* _To be done_
Write out the listing below in full and exactly, leaving out every picture.

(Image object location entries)
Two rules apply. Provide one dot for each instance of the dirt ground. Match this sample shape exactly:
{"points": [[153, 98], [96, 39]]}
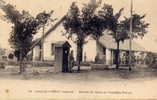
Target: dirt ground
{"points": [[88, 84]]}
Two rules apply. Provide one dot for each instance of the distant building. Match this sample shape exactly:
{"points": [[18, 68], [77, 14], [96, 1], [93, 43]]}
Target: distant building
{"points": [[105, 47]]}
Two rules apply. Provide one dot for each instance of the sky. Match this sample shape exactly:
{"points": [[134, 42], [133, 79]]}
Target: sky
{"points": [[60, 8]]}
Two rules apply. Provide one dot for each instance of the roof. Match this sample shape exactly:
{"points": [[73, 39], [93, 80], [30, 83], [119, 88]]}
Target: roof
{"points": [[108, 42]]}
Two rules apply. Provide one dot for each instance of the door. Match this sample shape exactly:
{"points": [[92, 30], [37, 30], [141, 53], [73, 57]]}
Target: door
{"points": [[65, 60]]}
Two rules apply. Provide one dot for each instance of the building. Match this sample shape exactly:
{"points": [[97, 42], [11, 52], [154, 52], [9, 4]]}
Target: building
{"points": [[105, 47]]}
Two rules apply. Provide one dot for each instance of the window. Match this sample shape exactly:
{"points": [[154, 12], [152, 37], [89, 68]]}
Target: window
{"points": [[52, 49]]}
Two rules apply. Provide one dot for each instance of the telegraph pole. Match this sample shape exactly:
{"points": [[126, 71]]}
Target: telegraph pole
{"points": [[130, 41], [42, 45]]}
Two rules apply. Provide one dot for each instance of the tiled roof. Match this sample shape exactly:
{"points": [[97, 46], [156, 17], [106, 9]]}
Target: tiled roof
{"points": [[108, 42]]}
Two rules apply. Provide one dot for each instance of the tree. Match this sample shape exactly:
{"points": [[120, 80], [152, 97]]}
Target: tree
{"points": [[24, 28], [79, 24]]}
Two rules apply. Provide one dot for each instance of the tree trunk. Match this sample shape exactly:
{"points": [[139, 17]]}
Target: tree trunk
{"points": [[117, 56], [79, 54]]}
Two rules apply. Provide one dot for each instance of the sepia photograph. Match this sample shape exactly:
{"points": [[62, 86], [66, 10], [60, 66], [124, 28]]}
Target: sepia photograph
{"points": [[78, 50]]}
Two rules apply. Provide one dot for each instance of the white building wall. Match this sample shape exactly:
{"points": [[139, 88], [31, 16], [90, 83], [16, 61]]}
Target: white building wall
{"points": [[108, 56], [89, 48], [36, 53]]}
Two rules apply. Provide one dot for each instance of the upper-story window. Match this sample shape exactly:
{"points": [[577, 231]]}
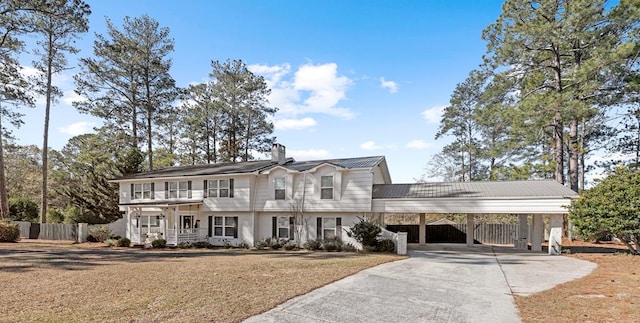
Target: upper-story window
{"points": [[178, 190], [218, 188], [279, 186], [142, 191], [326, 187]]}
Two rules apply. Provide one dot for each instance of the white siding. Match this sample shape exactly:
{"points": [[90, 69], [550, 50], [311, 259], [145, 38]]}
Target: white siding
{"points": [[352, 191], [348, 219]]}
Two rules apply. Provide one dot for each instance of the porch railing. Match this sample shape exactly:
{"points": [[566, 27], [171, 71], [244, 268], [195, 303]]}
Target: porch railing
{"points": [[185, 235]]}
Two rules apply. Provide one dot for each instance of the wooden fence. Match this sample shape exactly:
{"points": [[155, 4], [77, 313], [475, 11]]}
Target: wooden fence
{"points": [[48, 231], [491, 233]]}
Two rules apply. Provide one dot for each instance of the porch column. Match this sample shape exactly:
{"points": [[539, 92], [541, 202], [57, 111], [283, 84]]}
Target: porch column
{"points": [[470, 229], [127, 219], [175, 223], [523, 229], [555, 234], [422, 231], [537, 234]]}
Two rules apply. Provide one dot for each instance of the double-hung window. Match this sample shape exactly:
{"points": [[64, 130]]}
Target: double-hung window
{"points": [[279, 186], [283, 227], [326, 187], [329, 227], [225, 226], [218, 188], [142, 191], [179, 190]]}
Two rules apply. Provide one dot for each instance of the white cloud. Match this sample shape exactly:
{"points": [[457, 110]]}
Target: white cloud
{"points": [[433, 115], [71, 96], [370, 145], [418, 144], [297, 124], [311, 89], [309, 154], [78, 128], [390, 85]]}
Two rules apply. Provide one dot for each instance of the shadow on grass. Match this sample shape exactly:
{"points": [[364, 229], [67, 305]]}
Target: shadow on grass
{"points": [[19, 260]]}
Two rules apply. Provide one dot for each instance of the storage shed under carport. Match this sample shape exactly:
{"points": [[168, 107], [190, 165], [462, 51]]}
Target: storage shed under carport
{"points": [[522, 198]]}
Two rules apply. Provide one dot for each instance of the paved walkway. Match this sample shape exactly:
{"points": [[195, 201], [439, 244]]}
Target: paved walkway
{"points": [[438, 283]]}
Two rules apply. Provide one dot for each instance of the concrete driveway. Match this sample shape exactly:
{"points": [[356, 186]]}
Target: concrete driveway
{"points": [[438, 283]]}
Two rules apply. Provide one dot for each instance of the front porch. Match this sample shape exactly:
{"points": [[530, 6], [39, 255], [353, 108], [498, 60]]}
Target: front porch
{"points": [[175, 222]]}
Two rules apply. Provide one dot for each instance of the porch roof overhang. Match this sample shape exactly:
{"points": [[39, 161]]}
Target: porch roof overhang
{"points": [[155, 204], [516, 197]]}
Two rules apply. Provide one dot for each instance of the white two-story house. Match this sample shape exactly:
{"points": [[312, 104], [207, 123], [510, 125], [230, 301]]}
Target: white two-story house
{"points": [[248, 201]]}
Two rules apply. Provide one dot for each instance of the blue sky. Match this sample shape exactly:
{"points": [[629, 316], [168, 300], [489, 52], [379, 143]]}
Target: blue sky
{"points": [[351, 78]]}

* _Task output_
Two rules apply. Provide one dot for each instance of the dirt ground. Match this sample shape exactly:
{"points": [[153, 98], [96, 39]]}
Target: dirt ground
{"points": [[88, 84]]}
Two rules apply. Provide one dot for each instance of the distant building. Match this sample shape exactly:
{"points": [[18, 68], [77, 14], [96, 1], [93, 43]]}
Target: distant building
{"points": [[105, 47]]}
Two rules apply. Provide one dot for each instance of the sky. Match this sample shape exactly:
{"points": [[134, 42], [133, 79]]}
Target: sky
{"points": [[60, 8]]}
Two rules apply. Provide one dot for each instance of the roof. Match this sample shape exactly:
{"points": [[73, 39], [93, 80], [30, 83], [119, 88]]}
Target: roof
{"points": [[108, 42]]}
Two rules apply. Provide one dot for each instance of the door. Match this sample shape exactly:
{"points": [[92, 30], [37, 30], [141, 53], [73, 57]]}
Target: door
{"points": [[65, 60]]}
Two rules apply. Provide one dot for each instance of the building. Match this sample shape exactly:
{"points": [[97, 42], [11, 52], [154, 52], [9, 4]]}
Target: building
{"points": [[105, 47]]}
Two rules apply. Provide one dot for each instance of the window. Match this sample shape exactly:
{"points": [[154, 12], [152, 37], [89, 68]]}
Target: window
{"points": [[52, 49]]}
Two rules apply. Provide one dot for each instance of the telegraph pole. Match this sample shape exactly:
{"points": [[126, 71]]}
Target: telegraph pole
{"points": [[130, 41], [42, 45]]}
Two rules apply. Provide one dot for each instance of the tiled roof. Match this sample shape exactly:
{"points": [[97, 46], [156, 17], [106, 9]]}
Target: tiled roof
{"points": [[108, 42]]}
Two rules apply. Provide one dot for each instance of the tree. Match this sample shape exactly:
{"points": [[120, 80], [152, 97]]}
Target: tree
{"points": [[24, 28], [79, 24]]}
Two rules apply. Provide one dot for each instance of the tree trunk. Match this sample shape exactly:
{"points": [[139, 17]]}
Target: tree trunk
{"points": [[117, 56], [79, 54]]}
Two rules apply. Provide one dot for each instance of the sepia photograph. Match this sample shape exactly:
{"points": [[62, 86], [66, 10], [60, 66], [124, 28]]}
Target: sepia photograph
{"points": [[78, 50]]}
Two rules apply. Provide one dot for each instance of the white building wall. Match this sample shape exactly:
{"points": [[139, 88], [31, 16], [90, 83], [16, 61]]}
Target: white building wall
{"points": [[108, 56], [89, 48], [36, 53]]}
Two rules apply. Provide one dot for each instance of the upper-story window. Match this sample shape exactly:
{"points": [[577, 231]]}
Target: upper-story window
{"points": [[178, 190], [218, 188], [279, 186], [142, 191], [326, 187]]}
Two rules apply. Provide one dot for each instance of the white siding. Match this sample shape exactly:
{"points": [[90, 69], [550, 50], [311, 259], [145, 38]]}
Target: white siding
{"points": [[352, 191], [348, 219]]}
Two rules apply. Provide one dot for each instance of the porch railing. Match this sample shape exactly:
{"points": [[566, 27], [171, 71], [244, 268], [195, 303]]}
Target: porch railing
{"points": [[185, 235]]}
Two rules apply. Provide one dot for each instance of the wooden fence. Match this sample shape exactly:
{"points": [[155, 4], [77, 313], [475, 11]]}
Target: wooden fence
{"points": [[48, 231], [491, 233]]}
Two rules apply. Provide one dot for each instance of the porch column. Match this sample shape exactly:
{"points": [[539, 92], [541, 202], [57, 111], [283, 84]]}
Target: porch column
{"points": [[470, 229], [127, 219], [175, 223], [523, 229], [555, 234], [422, 231], [537, 234]]}
Two rules apply. Provide one dot for each instance of the double-hung window. Match this sample shape exactly:
{"points": [[64, 130]]}
Target: double-hung window
{"points": [[279, 186], [283, 227], [326, 187], [329, 227], [225, 226], [218, 188], [142, 191], [179, 190]]}
Two rules apply. Provide one dot for each instance of the white cloud. Match this sample shape exactly:
{"points": [[457, 110]]}
Target: white cloud
{"points": [[433, 115], [71, 96], [370, 145], [418, 144], [297, 124], [311, 89], [309, 154], [78, 128], [390, 85]]}
Two rules apply. Provide one dot for each instance of the shadow on grass. Match this sample shape exactly:
{"points": [[364, 229], [67, 305]]}
Target: shadow on grass
{"points": [[19, 260]]}
Two rules apply. Provide one dot for each instance of the storage shed under carport. Match this sample shape exactly:
{"points": [[168, 107], [190, 165], [462, 51]]}
Target: storage shed under carport
{"points": [[522, 198]]}
Two rules apply. Provide one dot for each instance of the paved walkway. Match this sample shape exactly:
{"points": [[195, 201], [439, 244]]}
Target: paved walkway
{"points": [[438, 283]]}
Two rules apply. Provide one dot for each instance of the concrete driveway. Match this sample shape exactly:
{"points": [[356, 186]]}
Target: concrete driveway
{"points": [[438, 283]]}
Two rules apply. Provide one dot for each instance of the front porch. Match this sample shape exactly:
{"points": [[530, 6], [39, 255], [353, 108], [498, 60]]}
Target: front porch
{"points": [[175, 222]]}
Two rules apply. Provide one dot for each instance of the porch roof overhang. Match this sample shape exactly:
{"points": [[39, 161]]}
Target: porch roof overhang
{"points": [[155, 204], [516, 197]]}
Two rules apply. Provide one dot for each instance of the white two-story house. Match this sample shape exactly:
{"points": [[312, 104], [207, 123], [510, 125], [230, 301]]}
Target: white two-story house
{"points": [[248, 201]]}
Two rules apply. Provide one dot for each instance of the blue sky. Match this sample shape exactly:
{"points": [[629, 316], [168, 300], [489, 52], [379, 143]]}
Target: blue sky
{"points": [[351, 78]]}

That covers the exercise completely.